### Text provided

What to Do When Your Child Pushes Your Buttons!
Motherhood is filled with huge emotions, some positive and some, well, let's just say some are not so positive. We all know that the years are short, but the days are long, so we soak in the moments and try to stay positive as much as humanly possible. But, man, toddlers know how to push buttons! They're like little detectives. They follow us around, trying things out until bingo! — they find the one that makes us react. Then they do that thing over and over and over again, because if you're trying to get a reaction out of Mommy, you might as well go big.
Parenting is wonderful and fun and full of endless tiny miracles, but it's also exhausting, hard, and sometimes completely frustrating. As a fan of relaxation breathing, I know when I need to take a break and breathe it out, but my kids are older now. When you have toddlers on your hands, you can't necessarily find the time you need to hit the reset button. I remember those days. I remember when a trip to the bathroom doubled as a relaxation strategy. It was the only available alone time!
The truth is, is that we put so much into parenting our children that we sometimes forget to care for our own souls along the way, and that can increase our level of frustration.
We teach our kids how to deal when the chips are down, but do we have our own set of skills to cope with our moments of frustration? Moms need their own coping tool kits to weather the ups and downs of parenting, and that begins with prioritizing needs.
Frustration has a way of growing in size when moms ignore (or put off) their own needs. Part of being a parent is taking care of your own physical, emotional, and social needs. You don't just stop being a social being with emotional needs simply because you have a child. In fact, sometimes those needs increase post-baby. Parenting can be isolating, particularly in the early years.

### Data supplied
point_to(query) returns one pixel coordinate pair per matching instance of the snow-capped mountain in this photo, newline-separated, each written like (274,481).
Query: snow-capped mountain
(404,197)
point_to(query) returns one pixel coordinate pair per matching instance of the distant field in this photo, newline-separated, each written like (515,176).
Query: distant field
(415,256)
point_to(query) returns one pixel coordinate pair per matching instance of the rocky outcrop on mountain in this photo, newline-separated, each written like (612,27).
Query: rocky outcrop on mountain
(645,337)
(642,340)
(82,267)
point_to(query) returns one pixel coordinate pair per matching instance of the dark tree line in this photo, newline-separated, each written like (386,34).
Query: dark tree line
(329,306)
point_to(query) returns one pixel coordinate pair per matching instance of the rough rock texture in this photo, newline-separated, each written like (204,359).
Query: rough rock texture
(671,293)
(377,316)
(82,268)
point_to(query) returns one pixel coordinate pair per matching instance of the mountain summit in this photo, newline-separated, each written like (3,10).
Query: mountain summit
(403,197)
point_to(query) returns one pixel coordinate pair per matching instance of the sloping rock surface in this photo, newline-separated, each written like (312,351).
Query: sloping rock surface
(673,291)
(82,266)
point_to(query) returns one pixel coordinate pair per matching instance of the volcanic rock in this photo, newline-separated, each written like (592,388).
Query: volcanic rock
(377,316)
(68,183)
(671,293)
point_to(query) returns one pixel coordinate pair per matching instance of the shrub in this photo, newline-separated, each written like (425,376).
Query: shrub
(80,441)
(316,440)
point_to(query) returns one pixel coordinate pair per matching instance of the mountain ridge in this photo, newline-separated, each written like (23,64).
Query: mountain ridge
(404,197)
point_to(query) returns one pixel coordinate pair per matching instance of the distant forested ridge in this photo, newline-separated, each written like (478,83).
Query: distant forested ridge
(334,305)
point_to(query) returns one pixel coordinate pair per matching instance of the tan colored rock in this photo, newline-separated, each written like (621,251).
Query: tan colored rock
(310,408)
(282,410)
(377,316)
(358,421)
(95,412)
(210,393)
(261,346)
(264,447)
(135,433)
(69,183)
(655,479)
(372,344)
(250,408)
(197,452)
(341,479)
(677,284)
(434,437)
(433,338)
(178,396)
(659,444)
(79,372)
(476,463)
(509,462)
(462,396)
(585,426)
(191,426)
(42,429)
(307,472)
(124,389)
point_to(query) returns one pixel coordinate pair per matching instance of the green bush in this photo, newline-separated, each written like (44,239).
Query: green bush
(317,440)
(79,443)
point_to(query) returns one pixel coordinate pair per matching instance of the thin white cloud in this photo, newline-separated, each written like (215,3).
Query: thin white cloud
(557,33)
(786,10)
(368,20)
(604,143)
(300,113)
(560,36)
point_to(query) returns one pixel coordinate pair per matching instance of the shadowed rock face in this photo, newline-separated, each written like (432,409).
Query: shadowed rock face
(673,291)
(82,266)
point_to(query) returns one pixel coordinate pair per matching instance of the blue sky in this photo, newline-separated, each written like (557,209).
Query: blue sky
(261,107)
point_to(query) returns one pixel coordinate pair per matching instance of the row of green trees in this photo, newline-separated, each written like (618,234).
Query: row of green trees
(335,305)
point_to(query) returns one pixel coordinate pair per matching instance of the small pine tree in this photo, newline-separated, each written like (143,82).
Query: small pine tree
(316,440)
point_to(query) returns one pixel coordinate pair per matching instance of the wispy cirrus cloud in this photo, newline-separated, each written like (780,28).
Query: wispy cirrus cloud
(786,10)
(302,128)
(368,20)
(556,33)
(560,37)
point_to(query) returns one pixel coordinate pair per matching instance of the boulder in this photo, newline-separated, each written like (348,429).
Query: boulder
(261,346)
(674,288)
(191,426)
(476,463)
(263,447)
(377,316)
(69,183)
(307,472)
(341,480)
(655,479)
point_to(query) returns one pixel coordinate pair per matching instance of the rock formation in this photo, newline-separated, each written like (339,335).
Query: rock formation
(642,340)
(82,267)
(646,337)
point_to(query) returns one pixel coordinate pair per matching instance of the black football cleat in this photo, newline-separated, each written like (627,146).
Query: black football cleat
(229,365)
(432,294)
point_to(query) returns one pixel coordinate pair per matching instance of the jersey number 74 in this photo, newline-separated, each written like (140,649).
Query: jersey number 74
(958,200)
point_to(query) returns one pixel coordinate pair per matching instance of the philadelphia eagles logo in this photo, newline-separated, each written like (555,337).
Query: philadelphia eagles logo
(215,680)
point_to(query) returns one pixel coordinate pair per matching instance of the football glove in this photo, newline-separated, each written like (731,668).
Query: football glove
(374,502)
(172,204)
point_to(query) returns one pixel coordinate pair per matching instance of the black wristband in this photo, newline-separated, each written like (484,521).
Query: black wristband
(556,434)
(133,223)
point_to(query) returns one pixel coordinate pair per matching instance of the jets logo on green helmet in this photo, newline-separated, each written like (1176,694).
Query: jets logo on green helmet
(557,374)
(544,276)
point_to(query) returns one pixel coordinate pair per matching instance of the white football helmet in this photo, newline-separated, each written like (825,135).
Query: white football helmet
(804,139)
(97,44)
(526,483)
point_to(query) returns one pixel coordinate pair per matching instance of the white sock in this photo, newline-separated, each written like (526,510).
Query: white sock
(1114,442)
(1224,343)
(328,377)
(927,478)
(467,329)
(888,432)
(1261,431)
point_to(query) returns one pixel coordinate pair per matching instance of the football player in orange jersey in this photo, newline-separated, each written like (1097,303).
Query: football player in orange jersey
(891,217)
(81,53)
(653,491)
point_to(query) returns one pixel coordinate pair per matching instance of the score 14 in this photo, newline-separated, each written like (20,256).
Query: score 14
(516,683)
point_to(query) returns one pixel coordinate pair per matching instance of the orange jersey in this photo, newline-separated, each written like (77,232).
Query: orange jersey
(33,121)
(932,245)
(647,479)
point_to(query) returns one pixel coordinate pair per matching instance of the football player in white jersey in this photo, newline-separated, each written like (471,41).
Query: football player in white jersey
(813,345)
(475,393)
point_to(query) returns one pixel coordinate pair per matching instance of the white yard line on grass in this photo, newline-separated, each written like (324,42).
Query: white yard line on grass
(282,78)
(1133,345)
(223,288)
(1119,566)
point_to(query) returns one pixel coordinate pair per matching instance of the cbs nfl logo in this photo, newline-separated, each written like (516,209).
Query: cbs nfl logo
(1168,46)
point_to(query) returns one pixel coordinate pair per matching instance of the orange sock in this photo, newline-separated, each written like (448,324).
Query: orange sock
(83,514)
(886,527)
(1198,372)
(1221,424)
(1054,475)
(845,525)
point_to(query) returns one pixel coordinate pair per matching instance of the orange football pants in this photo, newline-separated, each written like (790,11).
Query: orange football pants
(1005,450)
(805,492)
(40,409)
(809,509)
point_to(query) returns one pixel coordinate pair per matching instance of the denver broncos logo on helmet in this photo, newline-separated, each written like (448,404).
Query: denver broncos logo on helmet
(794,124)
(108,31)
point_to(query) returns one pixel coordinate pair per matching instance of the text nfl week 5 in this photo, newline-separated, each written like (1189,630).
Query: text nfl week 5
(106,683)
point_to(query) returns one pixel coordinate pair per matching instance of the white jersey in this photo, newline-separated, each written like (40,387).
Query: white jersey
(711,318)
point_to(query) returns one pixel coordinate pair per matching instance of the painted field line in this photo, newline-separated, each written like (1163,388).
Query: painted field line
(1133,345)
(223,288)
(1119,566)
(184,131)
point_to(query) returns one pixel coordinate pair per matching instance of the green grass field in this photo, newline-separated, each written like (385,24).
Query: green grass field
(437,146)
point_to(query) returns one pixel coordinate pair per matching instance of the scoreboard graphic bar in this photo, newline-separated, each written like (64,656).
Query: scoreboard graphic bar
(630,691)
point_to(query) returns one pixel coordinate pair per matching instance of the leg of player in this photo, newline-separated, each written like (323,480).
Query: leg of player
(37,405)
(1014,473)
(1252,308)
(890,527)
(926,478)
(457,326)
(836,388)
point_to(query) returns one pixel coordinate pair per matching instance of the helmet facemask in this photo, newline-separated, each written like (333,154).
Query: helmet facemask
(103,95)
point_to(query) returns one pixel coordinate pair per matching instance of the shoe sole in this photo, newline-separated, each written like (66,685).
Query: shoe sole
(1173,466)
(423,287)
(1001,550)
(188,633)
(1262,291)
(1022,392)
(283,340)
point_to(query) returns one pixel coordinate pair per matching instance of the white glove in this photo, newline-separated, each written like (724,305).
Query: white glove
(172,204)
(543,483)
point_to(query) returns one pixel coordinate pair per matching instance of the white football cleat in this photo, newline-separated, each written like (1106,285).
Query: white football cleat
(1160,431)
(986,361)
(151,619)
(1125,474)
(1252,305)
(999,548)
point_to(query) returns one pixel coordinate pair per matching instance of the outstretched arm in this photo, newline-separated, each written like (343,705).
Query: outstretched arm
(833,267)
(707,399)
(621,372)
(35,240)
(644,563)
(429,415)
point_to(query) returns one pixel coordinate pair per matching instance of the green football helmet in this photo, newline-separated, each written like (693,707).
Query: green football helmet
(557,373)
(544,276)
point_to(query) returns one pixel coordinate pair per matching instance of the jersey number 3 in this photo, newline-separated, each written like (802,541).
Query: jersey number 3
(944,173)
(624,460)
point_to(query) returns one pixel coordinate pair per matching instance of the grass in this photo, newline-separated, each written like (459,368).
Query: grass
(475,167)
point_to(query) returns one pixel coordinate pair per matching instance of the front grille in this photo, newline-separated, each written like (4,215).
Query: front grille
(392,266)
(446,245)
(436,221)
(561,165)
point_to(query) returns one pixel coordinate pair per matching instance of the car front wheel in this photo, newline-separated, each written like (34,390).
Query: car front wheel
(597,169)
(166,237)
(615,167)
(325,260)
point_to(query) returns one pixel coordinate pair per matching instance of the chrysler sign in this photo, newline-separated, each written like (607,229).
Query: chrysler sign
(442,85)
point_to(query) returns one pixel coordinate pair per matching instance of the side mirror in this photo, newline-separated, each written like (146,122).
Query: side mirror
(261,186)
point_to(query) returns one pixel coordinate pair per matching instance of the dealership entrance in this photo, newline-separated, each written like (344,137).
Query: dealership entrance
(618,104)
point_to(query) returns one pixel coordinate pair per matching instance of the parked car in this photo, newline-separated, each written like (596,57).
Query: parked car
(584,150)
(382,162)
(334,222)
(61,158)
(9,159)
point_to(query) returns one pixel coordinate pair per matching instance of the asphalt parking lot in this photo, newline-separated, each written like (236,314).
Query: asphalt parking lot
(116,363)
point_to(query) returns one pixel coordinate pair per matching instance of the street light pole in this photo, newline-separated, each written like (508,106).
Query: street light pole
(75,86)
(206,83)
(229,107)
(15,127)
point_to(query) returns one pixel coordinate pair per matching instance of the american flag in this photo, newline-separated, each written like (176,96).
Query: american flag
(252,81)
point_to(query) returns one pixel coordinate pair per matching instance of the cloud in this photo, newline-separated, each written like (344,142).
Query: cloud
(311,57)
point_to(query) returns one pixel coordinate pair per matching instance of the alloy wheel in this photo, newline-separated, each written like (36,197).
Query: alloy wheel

### Written task
In the parenting text, what does the writer remember a trip to the bathroom doubling as?

### The completed task
A relaxation strategy.